Top of EXERCISE TEXT

"...every one of them is slowly going mad."

I found this blog entry about how much programming sucks though Lifehacker today. If you were to ask me what the top problem with programming is, I'd say something to the effect of "programs are written for computers rather than for people" or "code is like a hammer you have to read" and so on. (You didn't ask me about programming but I'm going to tell you anyway.) I'd suspect that most of what makes code "bad" comes down to the inherent differences between computers and human beings. Humans tend to freak out without context while computers don't need reasons to get things done. Humans see value in hard work, so they'll hammer away at the same problem for weeks or years; a computer will do the same but we don't see any value in its long-term labor unless there really isn't a faster way to do it.

So, I think I interpreted the blog post differently than Lifehacker did. Their idea was "The good news, if you're learning to code, is you don't have to worry (too much) if your code is bad." The impression I get is that you just can't write good code unless you're also doing good writing. That means you're simultaneously writing for an audience with perfect comprehension and no consciousness (computers, that is) and for human beings with plenty of consciousness but far from perfect comprehension. That doesn't sound fun at all. The solution most programmers use is to not even bother.

Bottom of EXERCISE TEXT
Top of EXTRACTED MATERIAL

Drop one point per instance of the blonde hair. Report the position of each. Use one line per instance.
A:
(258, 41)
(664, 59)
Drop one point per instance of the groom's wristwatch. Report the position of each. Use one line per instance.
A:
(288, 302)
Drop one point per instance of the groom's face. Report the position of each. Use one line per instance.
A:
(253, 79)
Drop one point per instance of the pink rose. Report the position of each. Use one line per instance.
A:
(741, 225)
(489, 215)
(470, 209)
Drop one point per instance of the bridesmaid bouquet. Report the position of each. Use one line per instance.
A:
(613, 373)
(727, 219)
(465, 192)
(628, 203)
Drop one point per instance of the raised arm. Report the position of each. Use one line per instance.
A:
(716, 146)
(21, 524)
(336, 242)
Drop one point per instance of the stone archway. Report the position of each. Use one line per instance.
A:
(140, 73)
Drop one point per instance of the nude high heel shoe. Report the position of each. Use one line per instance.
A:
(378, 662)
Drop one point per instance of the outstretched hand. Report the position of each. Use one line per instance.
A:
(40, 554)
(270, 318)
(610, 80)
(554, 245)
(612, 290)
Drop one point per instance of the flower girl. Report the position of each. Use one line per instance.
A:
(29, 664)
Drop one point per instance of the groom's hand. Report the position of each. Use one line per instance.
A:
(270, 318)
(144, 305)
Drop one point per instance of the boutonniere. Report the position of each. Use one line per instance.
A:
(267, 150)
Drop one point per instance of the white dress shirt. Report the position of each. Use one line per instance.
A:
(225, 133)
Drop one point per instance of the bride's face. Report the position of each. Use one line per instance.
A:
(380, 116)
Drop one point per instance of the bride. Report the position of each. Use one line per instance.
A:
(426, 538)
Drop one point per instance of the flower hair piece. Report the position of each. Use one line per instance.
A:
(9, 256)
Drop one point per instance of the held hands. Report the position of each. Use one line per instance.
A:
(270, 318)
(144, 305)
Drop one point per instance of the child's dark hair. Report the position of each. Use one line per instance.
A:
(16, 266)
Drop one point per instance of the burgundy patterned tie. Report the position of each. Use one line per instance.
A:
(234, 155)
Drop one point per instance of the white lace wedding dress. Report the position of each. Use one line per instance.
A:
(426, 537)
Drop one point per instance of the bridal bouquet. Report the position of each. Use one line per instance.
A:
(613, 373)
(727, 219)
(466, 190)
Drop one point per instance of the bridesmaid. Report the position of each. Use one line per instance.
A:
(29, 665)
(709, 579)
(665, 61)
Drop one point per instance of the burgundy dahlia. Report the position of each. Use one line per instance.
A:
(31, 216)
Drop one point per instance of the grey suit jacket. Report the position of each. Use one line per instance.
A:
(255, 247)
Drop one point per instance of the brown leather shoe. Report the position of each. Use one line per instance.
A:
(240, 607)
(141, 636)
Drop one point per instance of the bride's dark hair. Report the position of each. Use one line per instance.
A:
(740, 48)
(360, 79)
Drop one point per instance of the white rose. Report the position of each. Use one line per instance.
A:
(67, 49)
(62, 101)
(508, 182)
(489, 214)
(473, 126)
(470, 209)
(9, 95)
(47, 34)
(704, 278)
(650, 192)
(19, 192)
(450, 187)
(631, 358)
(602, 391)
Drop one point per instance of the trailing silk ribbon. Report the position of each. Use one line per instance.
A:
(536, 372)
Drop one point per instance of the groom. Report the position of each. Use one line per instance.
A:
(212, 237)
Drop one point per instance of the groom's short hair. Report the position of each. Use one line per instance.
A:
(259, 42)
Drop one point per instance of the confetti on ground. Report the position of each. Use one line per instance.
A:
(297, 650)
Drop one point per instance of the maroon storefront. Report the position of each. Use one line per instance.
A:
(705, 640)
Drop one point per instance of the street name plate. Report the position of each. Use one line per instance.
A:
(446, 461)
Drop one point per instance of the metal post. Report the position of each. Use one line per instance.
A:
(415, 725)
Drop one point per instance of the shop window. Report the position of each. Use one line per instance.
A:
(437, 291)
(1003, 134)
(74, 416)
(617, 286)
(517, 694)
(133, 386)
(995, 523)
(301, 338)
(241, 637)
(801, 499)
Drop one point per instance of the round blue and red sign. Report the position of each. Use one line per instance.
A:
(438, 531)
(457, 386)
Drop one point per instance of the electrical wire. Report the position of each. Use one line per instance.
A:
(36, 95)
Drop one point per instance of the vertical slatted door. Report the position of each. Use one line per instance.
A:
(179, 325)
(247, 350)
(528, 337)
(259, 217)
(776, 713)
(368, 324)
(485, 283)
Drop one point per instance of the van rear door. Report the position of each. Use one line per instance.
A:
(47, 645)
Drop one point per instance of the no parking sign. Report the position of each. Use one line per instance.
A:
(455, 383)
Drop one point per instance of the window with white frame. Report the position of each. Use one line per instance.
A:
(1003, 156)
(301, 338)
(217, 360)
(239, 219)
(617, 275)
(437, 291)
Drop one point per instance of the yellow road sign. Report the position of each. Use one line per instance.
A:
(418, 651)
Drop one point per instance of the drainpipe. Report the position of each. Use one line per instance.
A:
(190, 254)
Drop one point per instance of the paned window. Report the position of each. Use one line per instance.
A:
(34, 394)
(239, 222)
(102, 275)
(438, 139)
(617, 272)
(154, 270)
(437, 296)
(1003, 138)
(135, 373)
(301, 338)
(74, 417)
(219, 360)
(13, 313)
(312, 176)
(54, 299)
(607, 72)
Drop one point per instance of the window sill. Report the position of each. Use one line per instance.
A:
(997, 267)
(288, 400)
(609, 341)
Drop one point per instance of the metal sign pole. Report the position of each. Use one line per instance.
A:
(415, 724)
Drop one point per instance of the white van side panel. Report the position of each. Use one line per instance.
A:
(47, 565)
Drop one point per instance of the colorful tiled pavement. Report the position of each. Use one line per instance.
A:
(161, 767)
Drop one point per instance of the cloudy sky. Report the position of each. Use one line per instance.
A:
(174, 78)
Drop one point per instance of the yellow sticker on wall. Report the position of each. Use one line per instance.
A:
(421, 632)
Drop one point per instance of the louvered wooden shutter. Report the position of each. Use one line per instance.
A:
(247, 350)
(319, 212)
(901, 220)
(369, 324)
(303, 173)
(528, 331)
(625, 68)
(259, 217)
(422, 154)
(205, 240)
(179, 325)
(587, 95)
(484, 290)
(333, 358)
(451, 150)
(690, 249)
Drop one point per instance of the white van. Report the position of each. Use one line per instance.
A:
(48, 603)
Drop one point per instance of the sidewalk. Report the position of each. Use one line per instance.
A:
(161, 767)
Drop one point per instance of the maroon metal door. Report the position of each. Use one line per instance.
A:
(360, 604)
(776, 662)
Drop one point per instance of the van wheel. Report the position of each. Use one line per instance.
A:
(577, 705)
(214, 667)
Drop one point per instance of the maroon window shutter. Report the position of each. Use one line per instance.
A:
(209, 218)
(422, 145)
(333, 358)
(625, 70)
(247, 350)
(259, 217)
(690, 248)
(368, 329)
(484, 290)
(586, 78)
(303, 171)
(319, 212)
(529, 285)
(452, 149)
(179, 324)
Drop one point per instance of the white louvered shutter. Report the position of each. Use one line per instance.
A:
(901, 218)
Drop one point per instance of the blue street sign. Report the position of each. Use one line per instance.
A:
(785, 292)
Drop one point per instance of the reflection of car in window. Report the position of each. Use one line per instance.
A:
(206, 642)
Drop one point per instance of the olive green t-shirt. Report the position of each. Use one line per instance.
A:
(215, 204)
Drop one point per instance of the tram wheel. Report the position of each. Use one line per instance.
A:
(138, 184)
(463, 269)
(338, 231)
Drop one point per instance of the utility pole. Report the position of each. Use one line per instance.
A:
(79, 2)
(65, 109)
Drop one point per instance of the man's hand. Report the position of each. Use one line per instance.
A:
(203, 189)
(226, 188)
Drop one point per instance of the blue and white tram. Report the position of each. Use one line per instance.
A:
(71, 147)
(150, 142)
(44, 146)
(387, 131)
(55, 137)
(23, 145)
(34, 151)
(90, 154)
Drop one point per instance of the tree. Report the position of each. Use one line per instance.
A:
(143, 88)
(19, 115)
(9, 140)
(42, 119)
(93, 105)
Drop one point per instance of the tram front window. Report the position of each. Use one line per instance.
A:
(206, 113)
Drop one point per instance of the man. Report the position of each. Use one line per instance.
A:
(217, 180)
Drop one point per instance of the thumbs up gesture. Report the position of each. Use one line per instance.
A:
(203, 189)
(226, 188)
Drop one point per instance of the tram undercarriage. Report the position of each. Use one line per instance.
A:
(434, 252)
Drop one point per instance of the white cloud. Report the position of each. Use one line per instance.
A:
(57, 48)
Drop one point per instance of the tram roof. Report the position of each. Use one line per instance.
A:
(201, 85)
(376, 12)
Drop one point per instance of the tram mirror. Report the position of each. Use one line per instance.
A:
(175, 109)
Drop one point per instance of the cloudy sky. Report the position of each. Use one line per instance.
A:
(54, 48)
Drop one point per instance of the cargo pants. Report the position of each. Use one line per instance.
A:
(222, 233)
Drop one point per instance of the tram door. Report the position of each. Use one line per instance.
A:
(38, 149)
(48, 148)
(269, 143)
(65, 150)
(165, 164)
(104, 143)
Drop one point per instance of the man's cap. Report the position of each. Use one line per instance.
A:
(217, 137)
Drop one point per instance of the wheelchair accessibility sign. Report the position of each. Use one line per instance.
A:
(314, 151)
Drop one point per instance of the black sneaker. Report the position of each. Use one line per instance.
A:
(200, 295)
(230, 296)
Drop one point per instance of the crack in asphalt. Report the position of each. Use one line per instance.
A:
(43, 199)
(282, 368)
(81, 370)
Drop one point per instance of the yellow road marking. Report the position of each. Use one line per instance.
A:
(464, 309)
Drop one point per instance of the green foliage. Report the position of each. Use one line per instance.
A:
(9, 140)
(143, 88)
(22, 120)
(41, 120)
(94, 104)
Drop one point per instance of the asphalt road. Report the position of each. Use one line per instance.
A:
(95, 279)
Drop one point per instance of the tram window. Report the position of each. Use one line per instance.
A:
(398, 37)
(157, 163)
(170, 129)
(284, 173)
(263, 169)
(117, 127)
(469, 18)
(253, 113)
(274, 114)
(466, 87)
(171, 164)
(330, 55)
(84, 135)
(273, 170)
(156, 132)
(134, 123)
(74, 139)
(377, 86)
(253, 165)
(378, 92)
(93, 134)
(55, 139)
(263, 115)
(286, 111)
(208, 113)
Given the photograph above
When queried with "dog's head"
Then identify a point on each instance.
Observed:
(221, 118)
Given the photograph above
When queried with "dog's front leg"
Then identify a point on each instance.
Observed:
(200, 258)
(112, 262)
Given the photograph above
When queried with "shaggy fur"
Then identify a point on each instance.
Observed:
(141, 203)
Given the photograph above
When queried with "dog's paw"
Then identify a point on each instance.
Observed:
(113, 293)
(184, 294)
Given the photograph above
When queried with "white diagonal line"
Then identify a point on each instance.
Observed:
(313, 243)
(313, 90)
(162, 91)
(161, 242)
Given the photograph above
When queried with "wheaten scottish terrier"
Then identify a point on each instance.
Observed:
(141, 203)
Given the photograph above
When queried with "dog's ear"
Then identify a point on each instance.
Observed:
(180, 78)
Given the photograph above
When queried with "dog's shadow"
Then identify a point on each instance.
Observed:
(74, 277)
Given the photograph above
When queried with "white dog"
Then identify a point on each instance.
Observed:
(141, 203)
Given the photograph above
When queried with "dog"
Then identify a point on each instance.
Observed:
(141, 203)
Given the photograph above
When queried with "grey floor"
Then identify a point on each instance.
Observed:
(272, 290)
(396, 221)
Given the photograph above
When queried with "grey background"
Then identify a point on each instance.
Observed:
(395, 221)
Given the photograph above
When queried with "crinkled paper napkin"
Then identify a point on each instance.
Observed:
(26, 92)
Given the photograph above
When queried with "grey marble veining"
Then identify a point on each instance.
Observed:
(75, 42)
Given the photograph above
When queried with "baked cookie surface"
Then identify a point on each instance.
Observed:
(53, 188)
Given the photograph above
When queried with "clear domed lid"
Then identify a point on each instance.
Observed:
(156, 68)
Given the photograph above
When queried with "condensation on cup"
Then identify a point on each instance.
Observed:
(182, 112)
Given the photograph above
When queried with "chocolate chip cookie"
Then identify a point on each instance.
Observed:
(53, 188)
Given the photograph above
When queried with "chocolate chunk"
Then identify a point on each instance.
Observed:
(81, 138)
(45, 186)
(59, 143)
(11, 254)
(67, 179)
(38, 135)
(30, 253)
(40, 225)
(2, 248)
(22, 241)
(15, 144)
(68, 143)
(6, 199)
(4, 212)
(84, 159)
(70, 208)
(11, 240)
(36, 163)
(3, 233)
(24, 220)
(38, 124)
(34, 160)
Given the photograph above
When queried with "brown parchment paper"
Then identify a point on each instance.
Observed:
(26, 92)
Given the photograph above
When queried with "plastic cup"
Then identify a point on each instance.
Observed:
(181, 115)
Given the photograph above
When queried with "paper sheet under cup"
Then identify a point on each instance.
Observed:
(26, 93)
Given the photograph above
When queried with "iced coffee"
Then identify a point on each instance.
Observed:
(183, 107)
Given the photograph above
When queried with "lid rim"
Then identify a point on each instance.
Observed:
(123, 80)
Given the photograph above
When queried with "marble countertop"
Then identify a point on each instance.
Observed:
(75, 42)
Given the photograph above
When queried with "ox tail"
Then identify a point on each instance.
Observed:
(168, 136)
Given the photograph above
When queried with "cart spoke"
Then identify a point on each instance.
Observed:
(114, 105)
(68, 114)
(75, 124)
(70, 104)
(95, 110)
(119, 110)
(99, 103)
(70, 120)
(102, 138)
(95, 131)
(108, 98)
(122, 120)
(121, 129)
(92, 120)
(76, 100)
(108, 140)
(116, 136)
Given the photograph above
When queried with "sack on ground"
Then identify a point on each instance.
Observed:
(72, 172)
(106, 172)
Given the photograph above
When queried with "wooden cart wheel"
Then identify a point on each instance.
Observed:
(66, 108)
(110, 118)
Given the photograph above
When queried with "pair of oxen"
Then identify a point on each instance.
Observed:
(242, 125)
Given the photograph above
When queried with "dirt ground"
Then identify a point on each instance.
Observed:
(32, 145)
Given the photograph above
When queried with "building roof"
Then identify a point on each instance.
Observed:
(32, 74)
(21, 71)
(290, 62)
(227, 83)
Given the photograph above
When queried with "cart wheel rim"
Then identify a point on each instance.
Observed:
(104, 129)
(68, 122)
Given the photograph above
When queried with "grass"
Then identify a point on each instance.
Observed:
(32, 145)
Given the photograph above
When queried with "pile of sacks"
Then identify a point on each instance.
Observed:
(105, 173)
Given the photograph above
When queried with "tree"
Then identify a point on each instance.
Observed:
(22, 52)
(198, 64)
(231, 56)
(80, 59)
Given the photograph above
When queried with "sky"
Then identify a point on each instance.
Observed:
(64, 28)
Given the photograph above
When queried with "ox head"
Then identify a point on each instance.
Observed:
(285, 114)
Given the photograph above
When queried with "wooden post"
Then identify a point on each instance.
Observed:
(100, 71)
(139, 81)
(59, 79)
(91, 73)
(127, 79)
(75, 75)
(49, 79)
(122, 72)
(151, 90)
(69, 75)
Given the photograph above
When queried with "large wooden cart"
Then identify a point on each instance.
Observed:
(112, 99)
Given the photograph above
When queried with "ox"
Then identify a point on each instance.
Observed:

Bottom of EXTRACTED MATERIAL

> **YOUR TASKS**
1/ Put this sentence from the post on programming into Spanish: "Humans tend to freak out without context while computers don't need reasons to get things done."
2/ Pick up the post on programming right after its last sentence and write the next part.

> **ANSWERS FOR THE TASKS**
1/ Los seres humanos tienden a entrar en pánico sin contexto, mientras que las computadoras no necesitan razones para hacer las cosas.

2/
A few choice quotes from the post echo these sentiments:

Not a single living person knows how everything in your five-year-old MacBook actually works. Why do we tell you to turn it off and on again? Because we don't have the slightest clue what's wrong with it, and it's really easy to induce coma in computers and have their built-in team of automatic doctors try to figure it out for us. The only reason coders' computers work better than non-coders' computers is coders know computers are schizophrenic little children with auto-immune diseases and we don't beat them when they're bad.

The human brain isn't particularly good at basic logic and now there's a whole career in doing nothing but really, really complex logic. Vast chains of abstract conditions and requirements have to be picked through to discover things like missing commas. Doing this all day leaves you in a state of mild aphasia as you look at people's faces while they're speaking and you don't know they've finished because there's no semicolon. You immerse yourself in a world of total meaninglessness where all that matters is a little series of numbers went into a giant labyrinth of symbols and a different series of numbers or a picture of a kitten came out the other end.

It's a good post. It's very cathartic.